SUPPLIED TEXT
** BEGIN **
Last week, we received eleven responses to Fordham’s third annual Wonkathon prompt on ESSA and parental choice:
Many observers credit No Child Left Behind with contributing to the significant expansion of parental choice in American education over the past fifteen years. It wasn't necessarily the school choice provisions contained in the law (which were limited and poorly designed), but what its passage did to shine a spotlight on school failure and create a sense that better schools were desperately needed.
Likewise, some in the school choice movement are disappointed that the new Every Student Succeeds Act doesn't do much legislatively to promote choice. But are they overlooking the law's potential? What do you think are the "sleeper provisions" of ESSA that might encourage the further expansion of parental choice, at least if advocates seize the opportunity?
This year’s posts offered a wide range of great ideas from some of the wonkiest wonks in education reform. The competition was close, but there can only be one Wisest Wonk.
Without further ado, the winner of Fordham’s 2016 Wonkathon is Christy Wolfe, whose “School choice and Section 1003(b): It's in there!” came in with 19 percent of the vote.
Jordan Posamentier’s “Waive the waivers” came in second with 18 percent.
** END **
EXTRACTED RECORDS
** BEGIN **
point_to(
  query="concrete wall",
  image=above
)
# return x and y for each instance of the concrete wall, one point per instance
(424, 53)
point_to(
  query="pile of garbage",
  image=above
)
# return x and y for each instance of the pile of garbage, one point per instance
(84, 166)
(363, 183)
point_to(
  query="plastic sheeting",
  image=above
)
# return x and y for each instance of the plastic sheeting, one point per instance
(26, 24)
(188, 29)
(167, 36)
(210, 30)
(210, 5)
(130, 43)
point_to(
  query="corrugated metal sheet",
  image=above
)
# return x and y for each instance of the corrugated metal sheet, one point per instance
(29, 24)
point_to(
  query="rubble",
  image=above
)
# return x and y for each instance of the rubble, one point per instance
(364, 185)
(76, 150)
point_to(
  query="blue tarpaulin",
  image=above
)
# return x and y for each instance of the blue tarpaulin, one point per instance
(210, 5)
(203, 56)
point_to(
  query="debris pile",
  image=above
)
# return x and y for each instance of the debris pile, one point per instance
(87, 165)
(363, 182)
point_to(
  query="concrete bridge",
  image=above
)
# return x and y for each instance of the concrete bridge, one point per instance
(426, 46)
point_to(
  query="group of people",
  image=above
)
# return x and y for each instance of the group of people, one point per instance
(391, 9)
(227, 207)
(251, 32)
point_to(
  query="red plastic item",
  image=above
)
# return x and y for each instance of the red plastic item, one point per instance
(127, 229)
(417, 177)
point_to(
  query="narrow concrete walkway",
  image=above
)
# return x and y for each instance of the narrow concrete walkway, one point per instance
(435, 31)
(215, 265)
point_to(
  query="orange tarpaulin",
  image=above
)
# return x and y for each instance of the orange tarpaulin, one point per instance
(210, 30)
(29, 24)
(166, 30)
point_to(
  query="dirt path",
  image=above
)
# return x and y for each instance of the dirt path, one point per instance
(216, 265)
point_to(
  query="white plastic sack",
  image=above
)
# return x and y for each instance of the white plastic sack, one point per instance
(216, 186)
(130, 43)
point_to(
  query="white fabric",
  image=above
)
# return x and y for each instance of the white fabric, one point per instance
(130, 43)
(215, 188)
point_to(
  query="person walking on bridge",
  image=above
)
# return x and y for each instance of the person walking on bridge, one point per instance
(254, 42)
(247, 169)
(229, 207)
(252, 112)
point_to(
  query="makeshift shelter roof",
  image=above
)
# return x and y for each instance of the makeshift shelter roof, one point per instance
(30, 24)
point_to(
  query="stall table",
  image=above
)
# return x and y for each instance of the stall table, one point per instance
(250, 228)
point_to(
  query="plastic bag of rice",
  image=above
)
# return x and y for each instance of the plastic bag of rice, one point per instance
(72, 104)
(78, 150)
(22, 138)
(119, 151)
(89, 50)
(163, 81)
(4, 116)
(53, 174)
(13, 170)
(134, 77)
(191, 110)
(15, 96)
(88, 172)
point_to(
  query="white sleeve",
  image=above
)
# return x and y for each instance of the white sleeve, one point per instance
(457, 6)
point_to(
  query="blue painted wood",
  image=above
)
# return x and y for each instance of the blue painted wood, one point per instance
** END **
CHALLENGES
- a) Answer these from the Wonkathon announcement:
(i) How many responses came in to the third annual Wonkathon prompt?
(ii) Which law do many observers credit with helping expand parental choice over the past fifteen years?
(iii) What share of the vote did "Waive the waivers" receive?
- b) Write out the passage of the Wonkathon announcement that starts at the words "Without further ado, the" and ends after the words "of the vote.".
The rows have nothing to do with the Wonkathon announcement.

OUTPUTS BY TASK
- a)
(i) Eleven
(ii) No Child Left Behind
(iii) 18 percent

- b)
Without further ado, the winner of Fordham’s 2016 Wonkathon is Christy Wolfe, whose “School choice and Section 1003(b): It's in there!” came in with 19 percent of the vote.